* **Short exercise**: Output the lines of these rows as a JSON list of strings, one string per line, with blank lines omitted.

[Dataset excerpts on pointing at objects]
>>>

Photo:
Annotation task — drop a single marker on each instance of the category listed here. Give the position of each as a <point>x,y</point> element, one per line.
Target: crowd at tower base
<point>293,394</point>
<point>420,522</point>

<<<

* **Exercise answer**:
[
  "Photo:",
  "Annotation task — drop a single marker on each instance of the category listed here. Give the position of each as a <point>x,y</point> element, one per line.",
  "Target: crowd at tower base",
  "<point>293,394</point>",
  "<point>420,522</point>"
]